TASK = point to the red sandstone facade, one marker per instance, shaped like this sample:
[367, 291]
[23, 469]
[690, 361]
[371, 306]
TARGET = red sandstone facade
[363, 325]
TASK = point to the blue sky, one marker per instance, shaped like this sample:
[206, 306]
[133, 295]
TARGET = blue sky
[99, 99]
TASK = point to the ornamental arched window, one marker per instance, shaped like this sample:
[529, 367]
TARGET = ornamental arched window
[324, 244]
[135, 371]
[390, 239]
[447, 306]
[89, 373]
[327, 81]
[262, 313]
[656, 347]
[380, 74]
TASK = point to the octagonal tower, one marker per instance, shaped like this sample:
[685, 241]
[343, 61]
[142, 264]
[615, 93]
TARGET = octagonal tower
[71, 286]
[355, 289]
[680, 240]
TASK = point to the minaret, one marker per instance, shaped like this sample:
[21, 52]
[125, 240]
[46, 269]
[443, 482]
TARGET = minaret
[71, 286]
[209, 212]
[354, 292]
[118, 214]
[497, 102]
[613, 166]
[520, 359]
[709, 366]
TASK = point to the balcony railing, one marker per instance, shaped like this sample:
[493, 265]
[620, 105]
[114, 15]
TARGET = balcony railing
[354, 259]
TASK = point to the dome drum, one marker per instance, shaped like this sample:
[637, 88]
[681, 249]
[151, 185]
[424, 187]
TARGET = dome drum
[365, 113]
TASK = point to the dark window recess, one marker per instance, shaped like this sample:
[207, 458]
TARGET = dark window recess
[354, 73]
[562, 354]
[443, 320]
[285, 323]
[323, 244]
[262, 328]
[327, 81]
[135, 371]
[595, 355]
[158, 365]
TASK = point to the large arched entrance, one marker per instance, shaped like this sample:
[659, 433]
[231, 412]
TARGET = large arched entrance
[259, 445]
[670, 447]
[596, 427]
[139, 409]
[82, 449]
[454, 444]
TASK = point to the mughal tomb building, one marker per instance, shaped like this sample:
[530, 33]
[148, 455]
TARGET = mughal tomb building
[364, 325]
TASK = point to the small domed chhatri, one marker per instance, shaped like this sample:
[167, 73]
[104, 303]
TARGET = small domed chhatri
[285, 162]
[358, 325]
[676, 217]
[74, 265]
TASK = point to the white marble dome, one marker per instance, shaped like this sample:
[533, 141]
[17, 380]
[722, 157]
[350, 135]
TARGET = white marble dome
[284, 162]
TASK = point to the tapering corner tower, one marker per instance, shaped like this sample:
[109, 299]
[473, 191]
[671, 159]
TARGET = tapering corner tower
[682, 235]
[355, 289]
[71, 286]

### Work to be completed
Scale the stretch of rows from the line containing "TASK = point to the small" through the end of the rows. Rewrite every line in that stretch, multiplying each answer coordinate by 0.4 and rounding to a whole number with halves rounded up, and leave all other lines, including the coordinates given as format samples, unchanged.

### In response
TASK = point to the small domed chhatri, one marker per instance, shaped like this sample:
[167, 73]
[104, 303]
TARGET = small domed chhatri
[114, 65]
[143, 130]
[270, 87]
[30, 106]
TASK = point to the white marble dome, one marker per instance, shaped like this sample:
[533, 141]
[17, 380]
[722, 157]
[350, 135]
TARGET = white marble dome
[114, 65]
TASK = point to the tapering corner tower, one marker per instance, shaped like this sample:
[109, 299]
[473, 191]
[671, 159]
TARGET = tapering corner tower
[273, 94]
[142, 116]
[28, 114]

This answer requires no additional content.